=== STATED TASK 1 ===
Count the lines in the records that contain the string "racket". Case counts. Give only the number.

You know......I wonder if the blue tape would make them sound better......maybe that is one of Zach's secrets.......I need to make an order.......


----------



## bikerider (Dec 28, 2008)

bertholomey said:


> I probably got tired of hitting the sym / up arrow on the droid and let it go
> 
> I would have used the blue painters tape if I were going to compete in IASCA where I would be judged on SQ and Install
> 
> You know......I wonder if the blue tape would make them sound better......maybe that is one of Zach's secrets.......I need to make an order.......


I think I have a spare roll laying around, I'll throw it in the car for the 22nd...


----------



## Notloudenuf (Sep 14, 2008)

So mine should be sounding GREAT!


----------



## Boostedrex (Apr 4, 2007)

bertholomey said:


> I probably got tired of hitting the sym / up arrow on the droid and let it go
> 
> I would have used the blue painters tape if I were going to compete in IASCA where I would be judged on SQ and Install
> 
> You know......I wonder if the blue tape would make them sound better......maybe that is one of Zach's secrets.......I need to make an order.......


HEY!! Don't go giving away all my Essque secrets J! LOL!!


----------



## bertholomey (Dec 27, 2007)

Boostedrex said:


> San Fran???? How long are you going to be out this way bro? Any chance to get together while you're out?

=== STATED TASK 2 ===
Answer these questions about the forum thread:
(a) In which competition does bertholomey say he would have used the blue painters tape?
(b) For what date does bikerider say he'll throw a spare roll in the car?
(c) In the post by Boostedrex quoted at the end, which city does he ask about?

=== DATA LISTING ===
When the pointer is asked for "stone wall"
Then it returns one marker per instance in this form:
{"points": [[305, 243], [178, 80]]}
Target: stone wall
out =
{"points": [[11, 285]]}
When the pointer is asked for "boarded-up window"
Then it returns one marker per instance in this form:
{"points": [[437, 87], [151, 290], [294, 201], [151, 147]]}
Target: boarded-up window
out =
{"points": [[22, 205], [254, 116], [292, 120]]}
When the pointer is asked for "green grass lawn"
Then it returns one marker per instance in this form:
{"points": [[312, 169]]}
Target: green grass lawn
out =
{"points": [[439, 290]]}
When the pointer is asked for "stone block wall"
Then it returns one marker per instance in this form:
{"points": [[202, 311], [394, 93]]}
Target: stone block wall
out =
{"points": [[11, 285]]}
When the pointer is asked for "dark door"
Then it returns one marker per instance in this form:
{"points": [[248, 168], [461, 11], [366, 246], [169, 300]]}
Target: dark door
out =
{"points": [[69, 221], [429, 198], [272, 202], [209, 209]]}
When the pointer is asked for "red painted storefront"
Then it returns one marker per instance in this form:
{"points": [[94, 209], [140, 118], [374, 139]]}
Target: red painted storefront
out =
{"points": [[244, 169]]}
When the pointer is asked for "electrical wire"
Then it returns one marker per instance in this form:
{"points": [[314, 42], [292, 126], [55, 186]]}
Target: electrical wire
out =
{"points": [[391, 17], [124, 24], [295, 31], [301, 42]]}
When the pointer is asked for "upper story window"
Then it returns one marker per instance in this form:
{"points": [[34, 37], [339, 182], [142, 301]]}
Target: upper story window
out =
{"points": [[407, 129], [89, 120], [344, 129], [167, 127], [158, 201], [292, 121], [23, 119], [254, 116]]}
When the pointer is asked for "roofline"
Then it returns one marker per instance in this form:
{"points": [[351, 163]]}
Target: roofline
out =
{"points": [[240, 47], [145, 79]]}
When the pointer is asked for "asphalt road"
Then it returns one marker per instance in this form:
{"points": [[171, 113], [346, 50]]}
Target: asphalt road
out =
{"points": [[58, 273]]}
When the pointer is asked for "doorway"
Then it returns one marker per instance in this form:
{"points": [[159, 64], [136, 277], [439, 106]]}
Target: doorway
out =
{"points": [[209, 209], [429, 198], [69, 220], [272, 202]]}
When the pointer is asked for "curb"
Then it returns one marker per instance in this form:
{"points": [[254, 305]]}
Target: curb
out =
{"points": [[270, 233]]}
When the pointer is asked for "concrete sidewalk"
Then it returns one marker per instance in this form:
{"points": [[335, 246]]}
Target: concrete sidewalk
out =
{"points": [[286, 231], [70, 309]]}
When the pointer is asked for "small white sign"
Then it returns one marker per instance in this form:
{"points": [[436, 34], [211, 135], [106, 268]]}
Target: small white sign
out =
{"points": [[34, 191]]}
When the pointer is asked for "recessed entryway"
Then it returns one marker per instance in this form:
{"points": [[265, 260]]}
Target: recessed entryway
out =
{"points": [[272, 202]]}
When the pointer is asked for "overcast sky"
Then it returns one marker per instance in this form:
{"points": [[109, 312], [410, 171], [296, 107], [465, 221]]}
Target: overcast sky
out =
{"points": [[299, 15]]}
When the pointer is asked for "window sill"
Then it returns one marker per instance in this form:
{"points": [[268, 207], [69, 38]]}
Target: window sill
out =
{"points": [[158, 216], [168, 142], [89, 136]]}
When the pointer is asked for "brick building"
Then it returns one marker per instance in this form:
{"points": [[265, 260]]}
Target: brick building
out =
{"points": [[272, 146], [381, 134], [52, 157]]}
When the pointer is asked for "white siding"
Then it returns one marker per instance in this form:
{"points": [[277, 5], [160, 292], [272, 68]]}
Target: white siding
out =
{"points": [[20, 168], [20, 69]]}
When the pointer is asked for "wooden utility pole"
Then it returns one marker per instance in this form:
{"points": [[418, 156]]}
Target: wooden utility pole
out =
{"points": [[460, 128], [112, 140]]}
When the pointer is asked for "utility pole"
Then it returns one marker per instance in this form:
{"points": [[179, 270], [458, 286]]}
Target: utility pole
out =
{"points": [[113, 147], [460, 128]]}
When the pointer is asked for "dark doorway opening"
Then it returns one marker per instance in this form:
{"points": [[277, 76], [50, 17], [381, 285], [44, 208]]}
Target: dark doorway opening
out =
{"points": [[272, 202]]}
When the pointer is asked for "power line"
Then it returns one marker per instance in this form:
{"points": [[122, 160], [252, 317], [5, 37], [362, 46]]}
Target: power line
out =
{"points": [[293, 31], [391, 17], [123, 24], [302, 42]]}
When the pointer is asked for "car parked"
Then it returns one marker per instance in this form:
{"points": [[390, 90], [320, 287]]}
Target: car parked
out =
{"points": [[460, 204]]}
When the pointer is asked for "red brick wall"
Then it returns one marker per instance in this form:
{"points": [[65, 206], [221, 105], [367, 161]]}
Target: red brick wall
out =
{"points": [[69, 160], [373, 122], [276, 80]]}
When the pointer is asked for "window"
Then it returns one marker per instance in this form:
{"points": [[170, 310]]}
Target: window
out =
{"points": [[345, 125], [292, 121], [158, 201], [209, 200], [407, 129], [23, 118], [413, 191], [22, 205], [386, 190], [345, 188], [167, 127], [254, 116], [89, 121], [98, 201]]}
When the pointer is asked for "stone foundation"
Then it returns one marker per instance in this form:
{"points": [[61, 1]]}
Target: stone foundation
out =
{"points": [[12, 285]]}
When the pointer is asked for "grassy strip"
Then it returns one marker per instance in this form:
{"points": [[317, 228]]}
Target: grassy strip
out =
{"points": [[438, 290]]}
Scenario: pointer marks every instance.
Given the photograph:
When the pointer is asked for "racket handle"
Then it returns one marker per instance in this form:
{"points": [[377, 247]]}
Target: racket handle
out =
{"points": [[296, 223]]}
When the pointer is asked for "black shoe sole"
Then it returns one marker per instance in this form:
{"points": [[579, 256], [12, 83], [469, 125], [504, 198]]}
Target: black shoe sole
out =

=== TASK RESPONSE 1 ===
2

=== TASK RESPONSE 2 ===
(a) IASCA
(b) The 22nd
(c) San Fran